■ Stated goal A: In the computational methods excerpt below, which program was used to draw the band structure, density of states graphics, and charge density maps?
■ Stated goal B: Transcribe the computational methods excerpt below starting at "Table 1 Experimental4 and" and ending at "5.517(6.98) 5.259(3.38) 10.624(8.19)".

■ Page excerpt:
○ ○ ○ ○ ○
A full optimization procedure was carried out to determine the equilibrium geometry. All structures were optimized by the use of analytical energy gradients with respect to atomic coordinates and unit cell parameters. Convergence was checked on gradient components and nuclear displacements with tolerances on their root mean square set to 0.0001 and 0.0009 a.u., respectively. The level of accuracy of the calculation of Coulomb and the exchange series is controlled by five parameters. The 8, 8, 8, 8, and 14 parameters were chosen for the Coulomb overlap, Coulomb penetration, exchange overlap, first exchange pseudo-overlap, and second exchange pseudo-overlap, respectively. The shrinking (Monkhorst-Pack and Gilat)37 was set up to 6, which corresponds to 40 independent k-points in the irreducible part of the Brillouin zone integration.

Mulliken population analysis was used. This choice was based on the simplicity, frequent application in theoretical calculations of similar systems, and convenient interpretation of the results on the light of chemical intuition. The XCrysDen program was used to draw the draft of the band structure, density of states (DOS) graphics, and maps of charge density distribution.38

Since the choice of the optimal basis set is difficult for such crystalline materials, several of them have been tested to simulate the material. Two all-electron basis sets have been tried for oxygen: a 6-31G* basis set optimized by Gatti et al.39 and the Triple Zetta Plus Polarization (TZVP) reported by Peintinger et al.40 In turn Pb was described for an effective core pseudopotential DB31G* (where DB stands for Durand-Barthelat's large effective core potential),41 the HAYWLC-211(1d)G,42 and the ECP60MDF-6111(51d)G.43 Pb was treated in the framework of core pseudopotential approximation, because its number of electrons makes the simulations very expensive. The lattice parameters reported by Scanlon et al.4 were fitted to decide on the better computational conditions for the simulations. To the best of our knowledge these are the only experimental properties that have been published for the material. Even the value of the band gap, which would be extremely useful to judge about the quality of results, is unknown. The analysis of the results permits to conclude that the B3LYP-D functional with oxygen 6-31G* and the DB31G* pseudopotential for lead were the computational conditions which provided the best agreement between the theoretical and experimental crystalline structure and were used for calculation of the reported results. Just to give an idea of the divergence, results obtained for α-PbO2 with B3LYP and HSE06 functionals using those basis set are shown in the Table 1.

Table 1 Experimental4 and calculated (oxygen 6-31G* and lead DB31G*) equilibrium lattice parameters and density for α-PbO2. Percentage deviation (%) in parenthesis. 

a (Å) b (Å) c (Å) d(g.cm-3)
Experimental 5.001 5.931 5.443 9.820
B3LYP 5.100(2.00) 5.931(0.00) 5.393(0.92) 9.939(1.21)
HSE06 5.224(4.48) 5.517(6.98) 5.259(3.38) 10.624(8.19)
○ ○ ○ ○ ○
■ Supplied data:
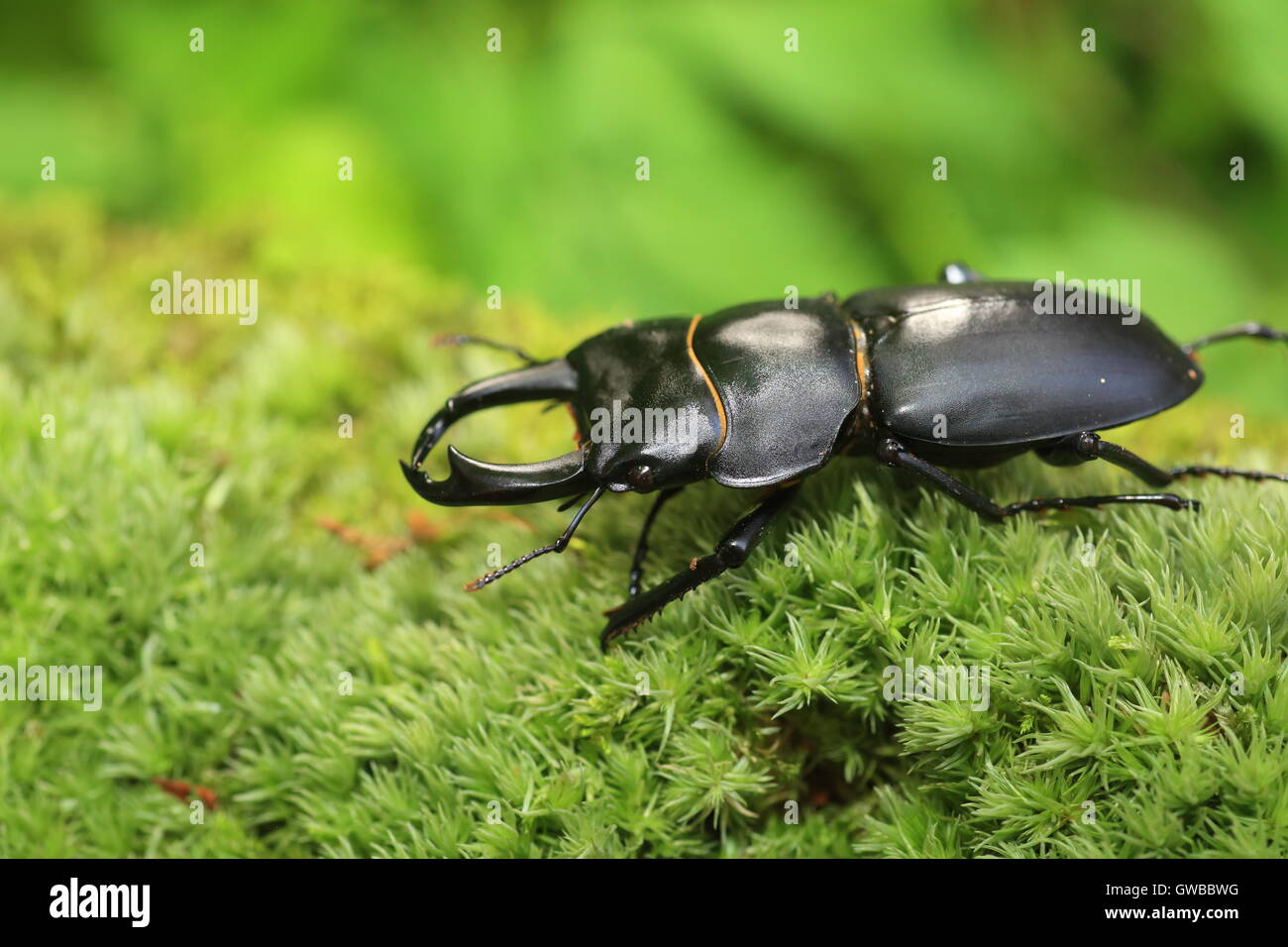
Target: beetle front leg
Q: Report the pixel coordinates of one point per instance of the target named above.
○ ○ ○ ○ ○
■ Exercise result A: The XCrysDen program.

■ Exercise result B:
Table 1 Experimental4 and calculated (oxygen 6-31G* and lead DB31G*) equilibrium lattice parameters and density for α-PbO2. Percentage deviation (%) in parenthesis. 

a (Å) b (Å) c (Å) d(g.cm-3)
Experimental 5.001 5.931 5.443 9.820
B3LYP 5.100(2.00) 5.931(0.00) 5.393(0.92) 9.939(1.21)
HSE06 5.224(4.48) 5.517(6.98) 5.259(3.38) 10.624(8.19)